TASK DESCRIPTION :: Please edit the rows from the line with "target: boy's hand" up to and including the line with "90], [178, 94]]", swapping "vertices" for "corner points" and leaving everything else unchanged.

Saved entries
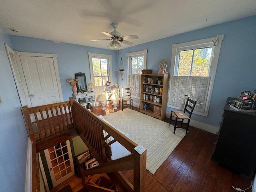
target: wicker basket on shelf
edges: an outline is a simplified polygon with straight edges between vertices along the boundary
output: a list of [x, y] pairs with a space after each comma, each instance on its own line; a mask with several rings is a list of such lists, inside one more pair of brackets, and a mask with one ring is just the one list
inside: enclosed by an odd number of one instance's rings
[[152, 70], [150, 69], [147, 70], [144, 69], [141, 71], [141, 72], [142, 73], [142, 74], [144, 74], [144, 73], [152, 73]]

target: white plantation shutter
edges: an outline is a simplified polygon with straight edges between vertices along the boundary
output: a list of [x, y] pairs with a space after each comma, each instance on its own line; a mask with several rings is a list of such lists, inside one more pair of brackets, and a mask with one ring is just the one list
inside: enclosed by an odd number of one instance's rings
[[176, 106], [177, 105], [179, 79], [178, 76], [172, 76], [171, 82], [171, 83], [169, 84], [169, 88], [170, 92], [169, 93], [168, 104], [170, 105], [174, 106]]
[[211, 77], [175, 76], [170, 84], [168, 104], [178, 108], [184, 107], [187, 96], [197, 103], [194, 111], [207, 111]]
[[186, 100], [187, 90], [188, 89], [188, 76], [180, 76], [178, 89], [178, 103], [177, 106], [184, 107]]
[[196, 95], [197, 102], [194, 110], [195, 111], [206, 112], [211, 77], [198, 77], [199, 79]]
[[131, 88], [131, 96], [139, 99], [140, 97], [140, 75], [128, 74], [128, 87]]

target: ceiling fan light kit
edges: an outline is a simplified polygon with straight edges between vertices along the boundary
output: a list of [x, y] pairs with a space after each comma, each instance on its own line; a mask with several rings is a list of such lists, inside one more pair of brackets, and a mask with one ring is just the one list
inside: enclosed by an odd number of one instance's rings
[[107, 47], [109, 47], [112, 49], [119, 49], [122, 46], [119, 42], [124, 43], [126, 45], [132, 46], [134, 44], [134, 43], [130, 42], [126, 40], [127, 39], [138, 39], [139, 37], [136, 35], [128, 35], [127, 36], [121, 36], [121, 34], [116, 30], [118, 26], [118, 24], [117, 23], [113, 23], [111, 24], [111, 26], [114, 28], [114, 31], [110, 33], [107, 32], [102, 32], [103, 34], [111, 37], [110, 39], [96, 39], [90, 40], [91, 41], [104, 41], [104, 40], [111, 40], [112, 41], [108, 45]]

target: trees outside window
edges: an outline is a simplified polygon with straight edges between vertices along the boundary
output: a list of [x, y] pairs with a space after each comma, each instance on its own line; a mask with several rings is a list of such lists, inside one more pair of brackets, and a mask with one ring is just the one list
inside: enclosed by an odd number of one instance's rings
[[95, 86], [104, 86], [112, 81], [111, 55], [88, 53], [92, 82]]
[[131, 88], [131, 96], [140, 98], [140, 74], [146, 69], [147, 50], [126, 54], [127, 87]]
[[183, 109], [188, 96], [194, 113], [207, 116], [224, 35], [172, 46], [167, 106]]

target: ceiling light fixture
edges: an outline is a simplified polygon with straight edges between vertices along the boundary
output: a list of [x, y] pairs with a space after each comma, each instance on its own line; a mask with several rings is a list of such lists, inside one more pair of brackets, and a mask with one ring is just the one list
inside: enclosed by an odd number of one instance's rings
[[119, 49], [122, 47], [122, 45], [121, 45], [119, 42], [117, 41], [117, 39], [114, 39], [113, 40], [113, 41], [112, 41], [109, 44], [108, 44], [108, 47], [109, 47], [112, 49]]

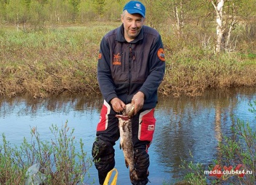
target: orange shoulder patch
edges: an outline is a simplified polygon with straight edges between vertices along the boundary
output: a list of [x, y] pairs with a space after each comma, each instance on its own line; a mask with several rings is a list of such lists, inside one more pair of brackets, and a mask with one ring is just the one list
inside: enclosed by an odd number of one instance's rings
[[165, 61], [165, 58], [164, 58], [164, 50], [162, 48], [159, 48], [158, 51], [158, 57], [160, 60], [162, 61]]
[[102, 54], [101, 53], [99, 53], [98, 59], [101, 59], [101, 57], [102, 57]]

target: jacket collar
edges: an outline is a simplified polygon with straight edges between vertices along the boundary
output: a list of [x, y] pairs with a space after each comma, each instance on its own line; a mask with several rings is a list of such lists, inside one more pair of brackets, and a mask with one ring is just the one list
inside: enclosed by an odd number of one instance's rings
[[[130, 42], [130, 43], [136, 43], [139, 40], [143, 39], [143, 29], [144, 26], [142, 26], [141, 31], [139, 34], [136, 37], [135, 39]], [[126, 40], [124, 39], [124, 25], [122, 24], [121, 27], [118, 28], [117, 30], [117, 35], [115, 40], [120, 42], [127, 42]]]

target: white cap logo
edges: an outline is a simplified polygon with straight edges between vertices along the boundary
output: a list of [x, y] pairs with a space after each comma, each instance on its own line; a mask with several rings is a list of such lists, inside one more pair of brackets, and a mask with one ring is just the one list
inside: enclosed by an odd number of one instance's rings
[[137, 7], [137, 8], [141, 8], [141, 4], [140, 4], [136, 3], [136, 6]]

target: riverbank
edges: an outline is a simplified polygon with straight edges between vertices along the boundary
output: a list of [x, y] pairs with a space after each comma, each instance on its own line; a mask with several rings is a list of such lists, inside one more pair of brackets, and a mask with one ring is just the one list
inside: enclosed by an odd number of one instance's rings
[[[63, 92], [100, 93], [97, 81], [100, 42], [104, 34], [119, 25], [95, 24], [31, 33], [1, 28], [0, 95], [29, 93], [43, 98]], [[177, 41], [168, 31], [160, 32], [167, 58], [160, 95], [197, 96], [209, 89], [256, 86], [253, 52], [217, 55], [199, 44], [193, 46], [193, 40], [184, 44], [185, 38]]]

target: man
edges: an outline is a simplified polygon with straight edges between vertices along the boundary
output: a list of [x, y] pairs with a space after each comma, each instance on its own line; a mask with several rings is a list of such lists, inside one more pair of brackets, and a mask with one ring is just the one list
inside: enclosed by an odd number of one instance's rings
[[153, 137], [157, 103], [157, 90], [165, 64], [163, 45], [159, 33], [144, 25], [146, 8], [139, 1], [130, 1], [124, 7], [121, 26], [106, 34], [100, 44], [98, 81], [104, 98], [92, 156], [100, 184], [115, 166], [113, 146], [120, 137], [115, 117], [126, 104], [135, 105], [132, 118], [135, 168], [138, 180], [148, 181], [149, 155], [147, 149]]

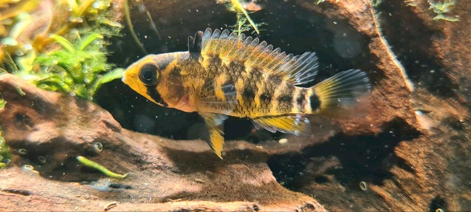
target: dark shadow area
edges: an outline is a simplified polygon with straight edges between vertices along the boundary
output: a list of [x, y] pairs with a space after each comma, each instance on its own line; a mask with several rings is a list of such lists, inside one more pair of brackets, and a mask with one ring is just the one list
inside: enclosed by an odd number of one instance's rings
[[[382, 128], [377, 135], [347, 136], [339, 133], [300, 153], [273, 155], [267, 163], [277, 180], [293, 190], [305, 185], [306, 180], [325, 183], [328, 180], [323, 176], [325, 174], [333, 175], [341, 185], [360, 189], [358, 185], [362, 181], [382, 185], [384, 180], [392, 176], [389, 170], [394, 165], [413, 173], [393, 150], [399, 142], [418, 137], [419, 132], [399, 119]], [[331, 159], [319, 160], [322, 158]], [[313, 162], [316, 164], [314, 166]], [[325, 171], [319, 173], [323, 166]]]
[[435, 196], [430, 201], [428, 208], [429, 212], [438, 212], [439, 209], [442, 209], [441, 211], [446, 211], [446, 202], [440, 195]]
[[441, 32], [427, 26], [402, 1], [385, 0], [377, 7], [383, 33], [409, 78], [429, 92], [444, 97], [455, 96], [458, 88], [435, 53], [432, 38]]
[[212, 150], [193, 152], [164, 147], [167, 156], [171, 159], [177, 168], [172, 171], [184, 174], [214, 171], [216, 168], [233, 164], [243, 164], [251, 165], [264, 164], [268, 158], [266, 152], [256, 149], [232, 149], [225, 151], [223, 160], [214, 154]]

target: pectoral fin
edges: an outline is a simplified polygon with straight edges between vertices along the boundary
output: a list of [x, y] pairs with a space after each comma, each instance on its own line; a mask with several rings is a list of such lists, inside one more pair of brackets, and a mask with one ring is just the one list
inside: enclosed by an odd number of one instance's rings
[[224, 120], [227, 119], [227, 116], [212, 113], [200, 114], [205, 119], [208, 131], [207, 137], [204, 138], [203, 140], [208, 142], [216, 155], [222, 159], [221, 151], [224, 145], [223, 127]]
[[310, 123], [308, 118], [300, 114], [261, 117], [252, 121], [257, 129], [263, 128], [273, 133], [278, 131], [296, 135], [306, 134]]

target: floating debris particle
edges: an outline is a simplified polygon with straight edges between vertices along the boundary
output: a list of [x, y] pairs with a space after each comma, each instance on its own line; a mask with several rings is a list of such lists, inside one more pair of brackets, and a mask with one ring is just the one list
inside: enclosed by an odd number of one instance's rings
[[105, 206], [103, 207], [103, 210], [105, 210], [105, 211], [108, 211], [117, 206], [118, 206], [118, 202], [113, 201], [112, 202], [110, 202], [107, 203], [106, 205], [105, 205]]
[[80, 163], [83, 164], [85, 166], [90, 167], [91, 168], [93, 168], [95, 169], [97, 169], [109, 177], [123, 179], [125, 178], [128, 176], [128, 174], [122, 175], [114, 173], [108, 170], [107, 168], [101, 164], [90, 161], [83, 156], [77, 156], [77, 160], [80, 162]]
[[282, 144], [284, 143], [286, 143], [288, 142], [288, 140], [287, 139], [281, 139], [280, 140], [280, 141], [278, 141], [278, 143], [281, 143]]
[[368, 189], [368, 184], [366, 182], [362, 181], [360, 182], [360, 188], [362, 190], [365, 191]]
[[31, 165], [25, 164], [21, 166], [21, 169], [25, 171], [32, 171], [37, 174], [39, 174], [39, 172], [34, 170], [34, 166]]
[[31, 171], [34, 169], [34, 167], [31, 165], [24, 165], [23, 166], [21, 166], [21, 169], [26, 171]]

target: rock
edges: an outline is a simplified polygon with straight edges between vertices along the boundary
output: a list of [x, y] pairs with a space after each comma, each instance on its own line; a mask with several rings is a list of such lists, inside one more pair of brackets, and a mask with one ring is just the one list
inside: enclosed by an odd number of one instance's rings
[[[324, 211], [312, 197], [277, 183], [268, 154], [254, 145], [231, 142], [221, 160], [205, 141], [123, 129], [93, 103], [41, 90], [9, 74], [0, 76], [0, 92], [7, 101], [0, 112], [2, 135], [11, 148], [27, 150], [0, 171], [0, 196], [7, 200], [1, 207], [9, 210], [97, 211], [117, 201], [110, 211]], [[102, 151], [90, 151], [98, 142]], [[38, 156], [46, 163], [40, 165]], [[78, 156], [130, 173], [103, 181], [107, 178], [79, 164]], [[24, 165], [37, 172], [22, 170]]]

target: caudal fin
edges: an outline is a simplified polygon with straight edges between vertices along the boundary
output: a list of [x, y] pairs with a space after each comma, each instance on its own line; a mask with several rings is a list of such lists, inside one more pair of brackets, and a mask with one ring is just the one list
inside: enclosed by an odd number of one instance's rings
[[342, 115], [347, 113], [345, 110], [351, 111], [359, 103], [367, 102], [371, 88], [365, 72], [345, 71], [314, 85], [313, 93], [316, 98], [312, 96], [311, 104], [317, 104], [319, 113]]

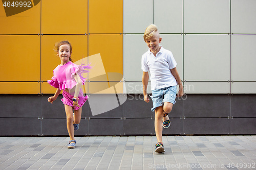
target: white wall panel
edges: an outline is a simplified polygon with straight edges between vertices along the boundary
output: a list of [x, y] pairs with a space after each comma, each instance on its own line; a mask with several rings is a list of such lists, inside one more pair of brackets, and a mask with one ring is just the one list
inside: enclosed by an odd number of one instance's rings
[[184, 92], [188, 94], [227, 94], [230, 93], [230, 83], [225, 82], [186, 82]]
[[183, 35], [181, 34], [160, 34], [162, 42], [160, 45], [166, 50], [170, 51], [177, 63], [177, 68], [181, 79], [183, 74]]
[[160, 33], [182, 33], [182, 1], [155, 0], [154, 23]]
[[[127, 94], [143, 94], [143, 88], [142, 81], [125, 82], [126, 92]], [[146, 92], [151, 93], [151, 82], [148, 82]], [[142, 98], [143, 99], [143, 98]]]
[[231, 93], [256, 94], [255, 82], [233, 82], [231, 83]]
[[184, 32], [230, 32], [229, 0], [184, 0]]
[[256, 81], [256, 35], [231, 36], [233, 81]]
[[256, 33], [256, 1], [231, 1], [232, 33]]
[[147, 50], [143, 34], [123, 35], [123, 78], [125, 81], [141, 81], [141, 57]]
[[123, 32], [144, 33], [153, 23], [152, 0], [123, 0]]
[[184, 80], [230, 80], [230, 38], [228, 35], [185, 35]]

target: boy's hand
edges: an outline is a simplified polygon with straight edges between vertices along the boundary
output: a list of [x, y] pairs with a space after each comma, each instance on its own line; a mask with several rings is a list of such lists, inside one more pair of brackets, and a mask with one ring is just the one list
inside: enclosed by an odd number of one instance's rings
[[177, 94], [177, 98], [181, 97], [184, 95], [183, 90], [179, 90], [178, 94]]
[[147, 97], [147, 94], [144, 95], [144, 101], [146, 103], [150, 102], [150, 99]]
[[54, 96], [51, 96], [48, 98], [48, 102], [52, 104], [52, 103], [56, 100]]

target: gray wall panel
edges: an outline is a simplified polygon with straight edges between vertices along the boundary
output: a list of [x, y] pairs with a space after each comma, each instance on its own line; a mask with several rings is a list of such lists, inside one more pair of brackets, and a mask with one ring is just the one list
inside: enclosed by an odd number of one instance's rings
[[180, 118], [170, 118], [170, 126], [163, 129], [164, 135], [182, 135], [183, 131], [183, 120]]
[[123, 116], [126, 118], [151, 118], [155, 115], [151, 111], [153, 104], [144, 101], [143, 94], [128, 94], [123, 104]]
[[187, 94], [183, 102], [186, 118], [230, 116], [230, 96], [227, 94]]
[[251, 94], [234, 94], [231, 98], [231, 116], [256, 117], [256, 98]]
[[38, 118], [0, 118], [0, 136], [39, 136], [41, 122]]
[[30, 117], [41, 116], [40, 95], [0, 95], [0, 117]]
[[126, 118], [123, 120], [124, 135], [152, 135], [155, 133], [154, 119]]

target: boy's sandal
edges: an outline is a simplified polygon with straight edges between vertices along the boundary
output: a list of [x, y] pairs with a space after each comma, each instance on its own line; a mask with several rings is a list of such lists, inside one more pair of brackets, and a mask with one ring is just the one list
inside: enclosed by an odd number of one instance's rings
[[74, 130], [75, 130], [75, 131], [77, 131], [78, 130], [78, 129], [79, 128], [79, 124], [73, 124], [73, 126], [74, 126]]
[[170, 119], [163, 122], [163, 127], [164, 128], [168, 128], [170, 127]]
[[[74, 142], [74, 143], [71, 143]], [[71, 140], [69, 141], [69, 145], [68, 145], [68, 149], [73, 149], [76, 147], [76, 141], [75, 140]]]
[[163, 144], [162, 142], [158, 142], [156, 144], [156, 149], [155, 151], [157, 153], [163, 153], [165, 152], [164, 149], [163, 148]]
[[[163, 117], [166, 117], [168, 115], [167, 113], [165, 113], [163, 114]], [[168, 128], [170, 127], [170, 119], [168, 119], [167, 120], [163, 122], [163, 127], [164, 128]]]

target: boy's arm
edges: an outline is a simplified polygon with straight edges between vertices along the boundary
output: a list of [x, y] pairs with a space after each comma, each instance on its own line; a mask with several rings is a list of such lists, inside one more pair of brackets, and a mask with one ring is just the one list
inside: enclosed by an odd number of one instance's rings
[[144, 72], [142, 75], [142, 84], [143, 86], [143, 95], [144, 101], [146, 103], [150, 102], [148, 98], [147, 98], [147, 94], [146, 93], [146, 88], [147, 87], [147, 83], [148, 83], [148, 72]]
[[[77, 74], [75, 74], [75, 75], [74, 75], [74, 78], [75, 79], [75, 80], [76, 82], [76, 85], [75, 90], [75, 94], [74, 94], [74, 98], [76, 98], [77, 100], [79, 100], [79, 98], [78, 98], [78, 94], [80, 92], [81, 87], [82, 86], [82, 80], [81, 80], [81, 78]], [[74, 107], [75, 107], [75, 106], [80, 107], [80, 106], [78, 104], [78, 101], [77, 101], [76, 102], [73, 101], [73, 105], [74, 106]]]
[[174, 75], [175, 79], [176, 79], [176, 81], [179, 85], [179, 92], [178, 92], [177, 96], [181, 97], [184, 94], [183, 92], [183, 86], [182, 85], [182, 82], [181, 82], [181, 79], [180, 79], [180, 76], [179, 75], [179, 73], [178, 72], [178, 70], [177, 70], [176, 67], [171, 69], [170, 71], [172, 71], [172, 74]]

EXERCISE SOLUTION ::
target: boy's hand
edges: an outline is a simplified polygon with straight edges between corner points along the boundary
output: a list of [x, y] pairs with a space after each comma, each instance on its own line; a mask with several rings is a list of such lists, inside one more pair of brackets, and a mask with one ring is just the one list
inside: enclosed by an odd number of one instance's rings
[[177, 94], [177, 98], [181, 97], [184, 95], [183, 90], [179, 90], [178, 94]]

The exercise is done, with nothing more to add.